Transcribe the festival report word for word, from "Also, the WORLD" up to and including "can be friends!".
___ Document section ___
There was a rock / country band that started playing halfway through the show in the pub downstairs ( at 1 PM on a Sunday? what is this?) but Valody kept going, and at one moment in their set they all grabbed whistles and their clarinet mouthpieces and made as much noise as they could; it was a truly triumphant moment, and I couldn’t stop smiling.
I got a lot of neat pictures; the lighting and ambience at The Wax midday is awesome:
I then ventured over to the Walper Terrace Hotel Gallery to see Veronika Krausas’ Player Piano Project which was pretty neat. See: video above. I know an appalling amount about many of the installations and artists because I wrote large portion of the festival program, but until I got to this installation and someone was asking questions of someone who did not know the answers did this learnin’ come pouring out of me. I love player pianos, though, because it’s a very obvious reading of something that you wouldn’t regularly think of as music. I think you can hear me talking in the video, but I say something like, “Imagine if you took great pointillistic art and turned it into Player Piano rolls?” Probably someone has already done this, but wouldn’t it be cool?
I also bombed up to Centre In The Square to see Althea Thauberger’s piece, but it wasn’t working! Weird! Here is a picture of the frozen demo screen to PROVE I WAS THERE: 
Anyway, after that disappointing experience, I walked through the ridiculously freezing wind and rain to get to the church where Da Capo Chamber Choir were singing the Open Ears’ closing concert. I used to be a huge choir fan (like I used to be a huge jazz fan, and played the saxophone, oh-those-crazy-youthful-phases), but it just doesn’t do too much for me anymore. I’m a tone colour freak, and choral music so often seems limited in that way. Da Capo is great in that they perform almost exclusively contemporary choral music, and in this concert there were occasional additions of other tone colours (piano, brass percussive pots, overtone singing heck yes), so that was something.
Also, the WORLD PREMIERE of Gerard Yun’s The Silence
And just like that, Open Ears is over for another two years. It was a great festival, though, I loved almost every show, piece, installation and had some pretty radical ideology shifts. I hope I’m around next time, and hey, you should come out, we can be friends!
END REPORT

Apparently there are a lot of oboes in Korean music - this is a piri, which sounds a bit like an english horn with a wild reed. They also played the taepyongso, another double reeded beastie which sounded like a shawm. I would like to own and play these instruments.
___ Material supplied ___
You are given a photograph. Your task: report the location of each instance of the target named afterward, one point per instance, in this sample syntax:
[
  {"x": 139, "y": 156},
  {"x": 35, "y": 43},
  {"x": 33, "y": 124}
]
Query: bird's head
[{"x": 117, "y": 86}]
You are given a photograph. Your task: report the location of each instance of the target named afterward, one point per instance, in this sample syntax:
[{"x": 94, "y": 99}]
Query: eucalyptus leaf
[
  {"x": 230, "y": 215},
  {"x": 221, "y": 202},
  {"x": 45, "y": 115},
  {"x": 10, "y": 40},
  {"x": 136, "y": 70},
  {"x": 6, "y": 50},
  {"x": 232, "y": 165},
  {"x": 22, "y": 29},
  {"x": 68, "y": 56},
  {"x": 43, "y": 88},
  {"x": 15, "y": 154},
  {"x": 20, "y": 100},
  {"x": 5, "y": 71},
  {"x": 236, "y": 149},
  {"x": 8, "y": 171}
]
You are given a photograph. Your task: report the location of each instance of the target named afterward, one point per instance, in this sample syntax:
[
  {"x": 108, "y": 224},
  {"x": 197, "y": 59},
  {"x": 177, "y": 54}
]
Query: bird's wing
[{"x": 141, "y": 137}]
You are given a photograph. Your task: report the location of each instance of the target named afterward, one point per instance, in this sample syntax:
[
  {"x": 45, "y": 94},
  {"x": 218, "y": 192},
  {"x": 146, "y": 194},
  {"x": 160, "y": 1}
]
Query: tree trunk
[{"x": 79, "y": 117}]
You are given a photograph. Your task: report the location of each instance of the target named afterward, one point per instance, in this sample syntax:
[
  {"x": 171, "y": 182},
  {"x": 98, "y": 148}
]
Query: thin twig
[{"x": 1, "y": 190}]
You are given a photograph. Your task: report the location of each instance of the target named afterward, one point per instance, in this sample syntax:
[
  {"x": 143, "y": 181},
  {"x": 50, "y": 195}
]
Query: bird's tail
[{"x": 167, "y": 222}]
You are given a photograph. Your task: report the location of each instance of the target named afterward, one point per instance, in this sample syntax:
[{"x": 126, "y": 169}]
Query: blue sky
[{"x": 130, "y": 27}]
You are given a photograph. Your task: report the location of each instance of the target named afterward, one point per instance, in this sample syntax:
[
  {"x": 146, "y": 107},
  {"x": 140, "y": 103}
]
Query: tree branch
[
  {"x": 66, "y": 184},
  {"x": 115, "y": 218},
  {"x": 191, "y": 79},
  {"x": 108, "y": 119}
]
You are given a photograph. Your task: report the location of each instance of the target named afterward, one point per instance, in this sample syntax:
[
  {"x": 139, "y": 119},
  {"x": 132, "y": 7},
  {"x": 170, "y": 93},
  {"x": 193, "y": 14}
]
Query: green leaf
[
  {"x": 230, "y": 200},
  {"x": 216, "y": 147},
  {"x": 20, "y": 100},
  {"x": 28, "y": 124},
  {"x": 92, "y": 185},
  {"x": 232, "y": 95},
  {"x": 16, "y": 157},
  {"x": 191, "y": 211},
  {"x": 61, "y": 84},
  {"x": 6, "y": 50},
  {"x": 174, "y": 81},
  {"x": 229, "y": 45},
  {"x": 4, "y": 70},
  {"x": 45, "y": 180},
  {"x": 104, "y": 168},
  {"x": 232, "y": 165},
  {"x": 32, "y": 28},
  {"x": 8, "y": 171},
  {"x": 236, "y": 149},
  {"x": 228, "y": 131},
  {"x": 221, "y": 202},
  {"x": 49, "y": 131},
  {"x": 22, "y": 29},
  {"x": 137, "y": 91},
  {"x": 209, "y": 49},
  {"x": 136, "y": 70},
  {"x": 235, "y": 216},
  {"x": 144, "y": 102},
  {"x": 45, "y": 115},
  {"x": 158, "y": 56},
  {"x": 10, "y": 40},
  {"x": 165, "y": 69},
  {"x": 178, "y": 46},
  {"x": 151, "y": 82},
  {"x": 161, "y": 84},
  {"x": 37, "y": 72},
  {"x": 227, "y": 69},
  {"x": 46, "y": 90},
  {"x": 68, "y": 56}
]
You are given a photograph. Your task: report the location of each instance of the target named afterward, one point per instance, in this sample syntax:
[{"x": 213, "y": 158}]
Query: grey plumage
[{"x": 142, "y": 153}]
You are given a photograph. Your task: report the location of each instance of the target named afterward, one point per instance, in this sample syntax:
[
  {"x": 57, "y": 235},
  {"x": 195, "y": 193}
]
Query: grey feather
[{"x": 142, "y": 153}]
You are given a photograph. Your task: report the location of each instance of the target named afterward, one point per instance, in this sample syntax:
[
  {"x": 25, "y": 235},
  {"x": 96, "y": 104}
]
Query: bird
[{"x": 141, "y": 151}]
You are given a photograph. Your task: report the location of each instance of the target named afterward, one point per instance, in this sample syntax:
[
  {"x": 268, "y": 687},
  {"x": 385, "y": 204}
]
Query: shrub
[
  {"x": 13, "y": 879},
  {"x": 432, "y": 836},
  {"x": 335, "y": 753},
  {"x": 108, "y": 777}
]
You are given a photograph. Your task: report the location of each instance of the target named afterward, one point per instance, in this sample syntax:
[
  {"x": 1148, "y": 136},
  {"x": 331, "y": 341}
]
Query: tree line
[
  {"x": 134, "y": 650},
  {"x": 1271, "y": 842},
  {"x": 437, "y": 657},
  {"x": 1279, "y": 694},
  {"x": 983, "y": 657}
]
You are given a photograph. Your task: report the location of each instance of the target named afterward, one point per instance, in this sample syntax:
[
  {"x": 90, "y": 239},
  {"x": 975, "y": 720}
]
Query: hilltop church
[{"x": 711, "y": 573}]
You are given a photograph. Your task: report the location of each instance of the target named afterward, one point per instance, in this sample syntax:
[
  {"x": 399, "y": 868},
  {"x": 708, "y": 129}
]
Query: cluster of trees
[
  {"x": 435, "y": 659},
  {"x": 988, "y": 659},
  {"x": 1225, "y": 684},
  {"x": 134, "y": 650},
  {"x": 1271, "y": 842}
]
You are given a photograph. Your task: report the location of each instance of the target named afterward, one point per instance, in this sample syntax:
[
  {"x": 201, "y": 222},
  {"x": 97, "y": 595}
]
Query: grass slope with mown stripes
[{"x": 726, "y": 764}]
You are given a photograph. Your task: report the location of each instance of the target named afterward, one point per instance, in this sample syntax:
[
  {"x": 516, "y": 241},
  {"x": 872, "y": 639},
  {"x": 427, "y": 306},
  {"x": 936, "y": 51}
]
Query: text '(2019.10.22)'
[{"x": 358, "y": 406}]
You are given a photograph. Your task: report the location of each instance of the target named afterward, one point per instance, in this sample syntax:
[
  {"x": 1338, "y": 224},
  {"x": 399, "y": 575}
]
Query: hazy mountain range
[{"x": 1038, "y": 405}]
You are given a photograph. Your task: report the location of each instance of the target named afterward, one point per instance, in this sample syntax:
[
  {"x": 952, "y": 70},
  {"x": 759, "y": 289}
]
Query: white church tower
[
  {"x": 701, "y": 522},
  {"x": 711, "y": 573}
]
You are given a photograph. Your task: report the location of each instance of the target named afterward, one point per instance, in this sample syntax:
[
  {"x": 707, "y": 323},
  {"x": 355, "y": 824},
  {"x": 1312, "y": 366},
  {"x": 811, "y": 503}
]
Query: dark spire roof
___
Solution for this task —
Also, the WORLD PREMIERE of Gerard Yun’s The Silence
And just like that, Open Ears is over for another two years. It was a great festival, though, I loved almost every show, piece, installation and had some pretty radical ideology shifts. I hope I’m around next time, and hey, you should come out, we can be friends!